## REQUIREMENT
Determine how many lines in the entries below contain the string "sign", counting only matches with the same case, and reply with that number alone.

•••••

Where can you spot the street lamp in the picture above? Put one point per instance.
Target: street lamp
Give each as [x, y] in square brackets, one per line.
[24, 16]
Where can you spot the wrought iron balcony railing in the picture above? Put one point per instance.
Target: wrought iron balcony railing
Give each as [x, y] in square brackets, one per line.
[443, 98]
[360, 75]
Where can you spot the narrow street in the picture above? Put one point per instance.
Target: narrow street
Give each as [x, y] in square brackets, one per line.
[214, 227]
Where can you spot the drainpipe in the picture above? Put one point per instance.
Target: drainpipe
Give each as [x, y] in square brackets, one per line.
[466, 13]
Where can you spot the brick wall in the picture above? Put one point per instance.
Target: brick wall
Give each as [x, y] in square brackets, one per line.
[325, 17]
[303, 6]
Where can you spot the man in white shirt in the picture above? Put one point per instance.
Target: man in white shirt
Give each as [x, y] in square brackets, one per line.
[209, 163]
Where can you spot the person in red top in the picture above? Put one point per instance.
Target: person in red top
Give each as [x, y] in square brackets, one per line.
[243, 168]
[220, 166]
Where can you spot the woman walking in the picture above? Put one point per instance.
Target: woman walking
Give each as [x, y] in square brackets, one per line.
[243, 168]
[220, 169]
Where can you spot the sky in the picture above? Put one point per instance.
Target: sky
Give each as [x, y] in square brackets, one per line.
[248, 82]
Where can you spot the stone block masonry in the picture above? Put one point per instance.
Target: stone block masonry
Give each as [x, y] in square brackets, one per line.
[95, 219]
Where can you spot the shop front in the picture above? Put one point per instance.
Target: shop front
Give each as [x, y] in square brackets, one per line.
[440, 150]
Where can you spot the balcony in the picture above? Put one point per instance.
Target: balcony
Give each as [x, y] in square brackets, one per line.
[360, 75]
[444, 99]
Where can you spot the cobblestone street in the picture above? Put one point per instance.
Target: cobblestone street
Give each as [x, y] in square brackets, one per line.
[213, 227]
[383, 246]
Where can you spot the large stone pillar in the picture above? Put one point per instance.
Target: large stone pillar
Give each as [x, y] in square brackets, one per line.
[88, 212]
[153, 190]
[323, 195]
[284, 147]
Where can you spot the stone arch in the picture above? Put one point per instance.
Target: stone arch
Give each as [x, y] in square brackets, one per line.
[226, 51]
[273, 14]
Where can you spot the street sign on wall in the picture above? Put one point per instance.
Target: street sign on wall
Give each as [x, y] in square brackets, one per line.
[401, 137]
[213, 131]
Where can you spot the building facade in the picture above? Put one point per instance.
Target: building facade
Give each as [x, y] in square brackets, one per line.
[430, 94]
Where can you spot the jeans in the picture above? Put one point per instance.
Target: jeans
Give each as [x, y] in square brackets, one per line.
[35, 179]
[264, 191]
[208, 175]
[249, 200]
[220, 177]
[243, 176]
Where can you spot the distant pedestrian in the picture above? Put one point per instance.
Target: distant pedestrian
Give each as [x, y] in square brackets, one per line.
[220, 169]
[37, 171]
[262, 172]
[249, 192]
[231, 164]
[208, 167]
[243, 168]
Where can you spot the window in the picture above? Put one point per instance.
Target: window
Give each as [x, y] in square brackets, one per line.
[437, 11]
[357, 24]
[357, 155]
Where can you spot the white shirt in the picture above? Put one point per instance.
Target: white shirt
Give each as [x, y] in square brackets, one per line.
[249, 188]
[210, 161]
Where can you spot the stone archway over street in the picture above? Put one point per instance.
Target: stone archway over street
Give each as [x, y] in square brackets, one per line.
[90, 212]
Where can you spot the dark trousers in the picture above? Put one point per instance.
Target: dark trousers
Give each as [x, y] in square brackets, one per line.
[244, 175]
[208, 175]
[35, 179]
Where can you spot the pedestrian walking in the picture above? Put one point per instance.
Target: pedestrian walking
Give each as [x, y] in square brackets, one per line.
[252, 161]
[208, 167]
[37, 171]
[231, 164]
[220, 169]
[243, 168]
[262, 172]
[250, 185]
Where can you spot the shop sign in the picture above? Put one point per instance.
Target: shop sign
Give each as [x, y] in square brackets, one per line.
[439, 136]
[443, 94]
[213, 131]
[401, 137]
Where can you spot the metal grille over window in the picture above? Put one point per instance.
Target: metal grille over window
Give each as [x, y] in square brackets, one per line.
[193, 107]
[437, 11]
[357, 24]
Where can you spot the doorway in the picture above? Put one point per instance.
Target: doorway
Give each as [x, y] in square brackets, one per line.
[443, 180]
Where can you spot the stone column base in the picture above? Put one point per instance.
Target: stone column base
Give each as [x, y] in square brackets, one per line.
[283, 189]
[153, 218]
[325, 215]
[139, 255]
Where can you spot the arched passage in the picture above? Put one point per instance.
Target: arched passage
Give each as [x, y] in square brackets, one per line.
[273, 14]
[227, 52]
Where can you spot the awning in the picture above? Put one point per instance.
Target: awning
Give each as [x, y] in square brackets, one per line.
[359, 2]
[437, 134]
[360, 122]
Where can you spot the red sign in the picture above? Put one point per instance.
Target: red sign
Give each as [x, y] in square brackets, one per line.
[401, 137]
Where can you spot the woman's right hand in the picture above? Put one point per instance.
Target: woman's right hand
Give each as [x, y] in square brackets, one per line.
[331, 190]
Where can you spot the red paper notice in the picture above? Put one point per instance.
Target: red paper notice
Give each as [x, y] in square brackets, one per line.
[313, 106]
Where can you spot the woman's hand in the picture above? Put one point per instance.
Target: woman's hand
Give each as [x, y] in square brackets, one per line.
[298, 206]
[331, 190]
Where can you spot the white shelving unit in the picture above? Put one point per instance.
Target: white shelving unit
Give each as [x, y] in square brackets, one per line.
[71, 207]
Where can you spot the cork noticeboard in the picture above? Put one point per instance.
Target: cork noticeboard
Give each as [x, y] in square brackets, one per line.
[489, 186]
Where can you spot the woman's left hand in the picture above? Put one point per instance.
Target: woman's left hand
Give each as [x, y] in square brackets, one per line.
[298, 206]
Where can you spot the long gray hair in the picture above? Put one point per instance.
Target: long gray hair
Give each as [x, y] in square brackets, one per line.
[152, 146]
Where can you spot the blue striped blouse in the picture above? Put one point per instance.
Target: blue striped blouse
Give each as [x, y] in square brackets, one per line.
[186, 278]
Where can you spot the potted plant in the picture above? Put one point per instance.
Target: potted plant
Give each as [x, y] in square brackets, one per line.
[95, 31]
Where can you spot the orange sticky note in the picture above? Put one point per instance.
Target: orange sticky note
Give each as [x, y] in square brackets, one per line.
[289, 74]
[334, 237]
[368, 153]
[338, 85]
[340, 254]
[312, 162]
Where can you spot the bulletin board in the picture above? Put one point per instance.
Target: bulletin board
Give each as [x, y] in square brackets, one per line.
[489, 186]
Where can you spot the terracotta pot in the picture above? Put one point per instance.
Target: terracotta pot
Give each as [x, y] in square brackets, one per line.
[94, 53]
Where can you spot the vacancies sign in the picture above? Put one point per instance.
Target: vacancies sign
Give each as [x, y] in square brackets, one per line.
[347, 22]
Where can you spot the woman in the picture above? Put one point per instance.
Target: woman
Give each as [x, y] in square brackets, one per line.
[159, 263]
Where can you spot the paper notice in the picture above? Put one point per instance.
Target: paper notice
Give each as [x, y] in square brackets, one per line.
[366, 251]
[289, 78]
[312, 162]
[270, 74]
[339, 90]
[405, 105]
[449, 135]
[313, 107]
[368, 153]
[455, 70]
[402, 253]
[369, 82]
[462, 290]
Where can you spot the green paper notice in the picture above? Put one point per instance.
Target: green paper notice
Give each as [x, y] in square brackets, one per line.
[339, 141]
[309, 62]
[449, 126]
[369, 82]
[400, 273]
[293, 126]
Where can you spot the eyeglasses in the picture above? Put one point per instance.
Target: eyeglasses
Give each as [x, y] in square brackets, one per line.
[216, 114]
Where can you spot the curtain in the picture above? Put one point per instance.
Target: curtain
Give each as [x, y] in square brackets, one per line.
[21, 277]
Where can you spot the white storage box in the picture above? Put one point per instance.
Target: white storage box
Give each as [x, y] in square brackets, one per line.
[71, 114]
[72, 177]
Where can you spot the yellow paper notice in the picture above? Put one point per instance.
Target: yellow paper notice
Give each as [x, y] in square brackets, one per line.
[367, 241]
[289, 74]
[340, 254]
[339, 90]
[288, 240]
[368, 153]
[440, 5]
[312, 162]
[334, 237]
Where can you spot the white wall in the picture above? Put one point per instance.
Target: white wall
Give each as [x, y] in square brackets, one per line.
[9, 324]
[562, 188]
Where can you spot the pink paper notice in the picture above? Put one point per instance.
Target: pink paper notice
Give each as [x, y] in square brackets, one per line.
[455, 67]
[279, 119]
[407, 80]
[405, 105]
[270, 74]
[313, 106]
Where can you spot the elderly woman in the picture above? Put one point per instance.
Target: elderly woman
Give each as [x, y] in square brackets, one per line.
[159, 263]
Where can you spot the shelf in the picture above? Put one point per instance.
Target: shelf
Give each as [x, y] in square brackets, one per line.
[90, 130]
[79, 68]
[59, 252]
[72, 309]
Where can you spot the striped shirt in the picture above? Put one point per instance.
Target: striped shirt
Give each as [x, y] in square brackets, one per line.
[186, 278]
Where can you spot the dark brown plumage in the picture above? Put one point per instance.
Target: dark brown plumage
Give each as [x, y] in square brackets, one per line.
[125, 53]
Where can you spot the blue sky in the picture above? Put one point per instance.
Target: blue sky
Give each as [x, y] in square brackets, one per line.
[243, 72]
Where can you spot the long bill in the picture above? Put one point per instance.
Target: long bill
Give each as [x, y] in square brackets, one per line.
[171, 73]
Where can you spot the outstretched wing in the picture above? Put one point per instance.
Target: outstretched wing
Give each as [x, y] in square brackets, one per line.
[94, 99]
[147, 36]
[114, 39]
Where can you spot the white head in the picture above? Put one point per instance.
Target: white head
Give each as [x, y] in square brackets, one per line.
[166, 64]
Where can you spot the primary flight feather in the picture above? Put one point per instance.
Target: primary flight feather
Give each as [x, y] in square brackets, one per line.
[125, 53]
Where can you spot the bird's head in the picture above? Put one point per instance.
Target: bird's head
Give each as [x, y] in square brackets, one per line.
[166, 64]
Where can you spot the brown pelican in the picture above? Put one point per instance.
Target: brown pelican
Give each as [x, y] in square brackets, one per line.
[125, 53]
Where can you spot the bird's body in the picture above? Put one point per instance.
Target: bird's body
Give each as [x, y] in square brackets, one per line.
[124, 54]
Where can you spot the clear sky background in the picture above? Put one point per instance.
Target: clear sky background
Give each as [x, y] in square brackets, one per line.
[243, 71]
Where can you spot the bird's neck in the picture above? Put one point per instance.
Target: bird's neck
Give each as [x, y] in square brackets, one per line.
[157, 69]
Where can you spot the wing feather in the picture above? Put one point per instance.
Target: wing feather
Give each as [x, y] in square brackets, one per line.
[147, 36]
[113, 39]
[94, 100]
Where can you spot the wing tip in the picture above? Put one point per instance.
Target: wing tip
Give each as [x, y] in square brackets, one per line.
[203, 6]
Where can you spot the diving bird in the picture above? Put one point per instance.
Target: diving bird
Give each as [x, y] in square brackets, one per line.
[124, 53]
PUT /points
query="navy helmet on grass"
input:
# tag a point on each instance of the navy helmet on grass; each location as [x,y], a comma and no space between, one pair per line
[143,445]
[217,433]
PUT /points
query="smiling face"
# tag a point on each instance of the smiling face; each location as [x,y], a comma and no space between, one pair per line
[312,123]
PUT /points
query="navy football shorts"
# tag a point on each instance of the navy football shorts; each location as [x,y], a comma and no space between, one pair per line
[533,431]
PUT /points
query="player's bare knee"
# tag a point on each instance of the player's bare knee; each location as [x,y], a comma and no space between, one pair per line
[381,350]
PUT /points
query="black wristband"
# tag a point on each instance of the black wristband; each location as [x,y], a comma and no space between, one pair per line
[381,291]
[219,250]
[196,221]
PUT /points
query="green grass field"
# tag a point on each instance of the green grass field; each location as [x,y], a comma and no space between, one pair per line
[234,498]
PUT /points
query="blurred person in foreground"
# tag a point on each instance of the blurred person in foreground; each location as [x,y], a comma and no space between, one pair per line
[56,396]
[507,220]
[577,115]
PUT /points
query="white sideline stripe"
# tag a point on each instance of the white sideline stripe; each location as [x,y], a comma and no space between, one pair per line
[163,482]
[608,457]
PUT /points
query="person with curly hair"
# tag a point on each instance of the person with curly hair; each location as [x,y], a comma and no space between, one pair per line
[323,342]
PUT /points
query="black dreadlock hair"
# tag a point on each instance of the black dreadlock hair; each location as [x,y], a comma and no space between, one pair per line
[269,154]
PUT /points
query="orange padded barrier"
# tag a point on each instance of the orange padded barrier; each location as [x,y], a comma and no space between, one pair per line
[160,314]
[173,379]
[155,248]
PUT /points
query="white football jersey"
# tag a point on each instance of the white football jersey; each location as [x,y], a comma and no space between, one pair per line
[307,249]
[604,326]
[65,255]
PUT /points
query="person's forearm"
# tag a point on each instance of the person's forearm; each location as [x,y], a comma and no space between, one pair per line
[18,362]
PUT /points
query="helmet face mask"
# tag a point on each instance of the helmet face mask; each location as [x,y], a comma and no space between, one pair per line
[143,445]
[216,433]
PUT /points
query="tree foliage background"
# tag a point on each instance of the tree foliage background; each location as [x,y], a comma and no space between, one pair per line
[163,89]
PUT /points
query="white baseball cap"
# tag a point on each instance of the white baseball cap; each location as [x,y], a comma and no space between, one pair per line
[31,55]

•••••

## COMPLETE RESPONSE
8